▶ _To do_:
Reproduce every line of the material below word for word, leaving out the pictures.

────────

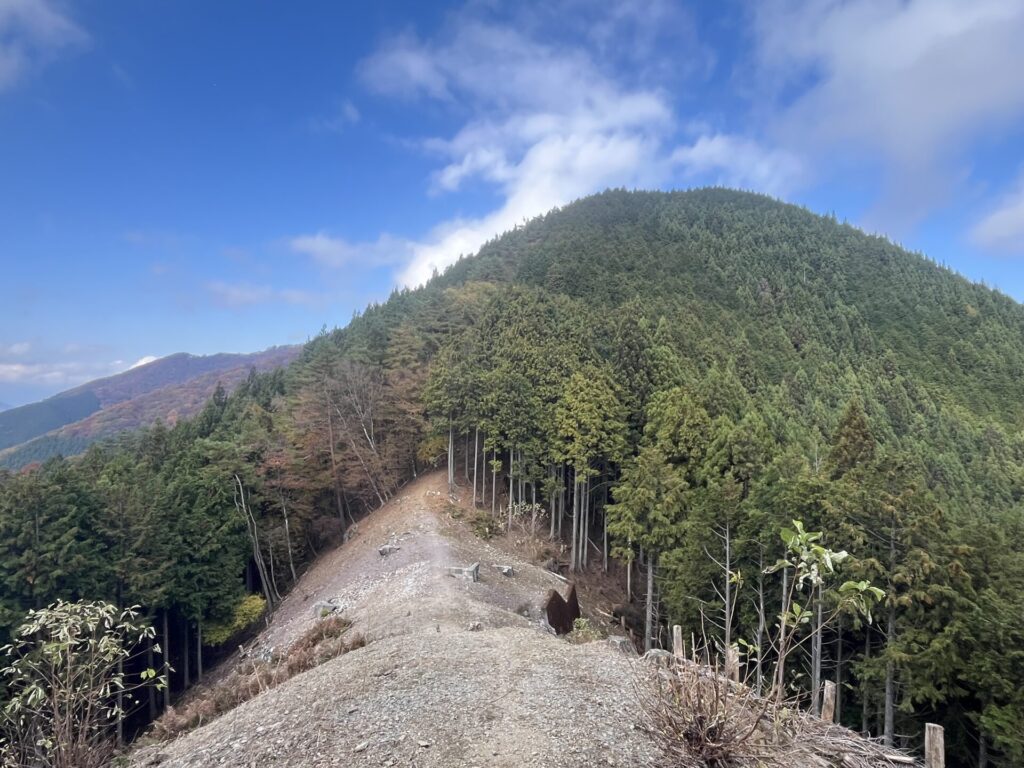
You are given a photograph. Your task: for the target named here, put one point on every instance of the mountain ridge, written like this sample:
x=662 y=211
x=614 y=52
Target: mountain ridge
x=167 y=388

────────

▶ _Worked answer_:
You are given a photograph. Your task: for the target named here, put one point on every instance of the mountain ridge, written like this sample:
x=662 y=211
x=614 y=52
Target: mountain ridge
x=167 y=388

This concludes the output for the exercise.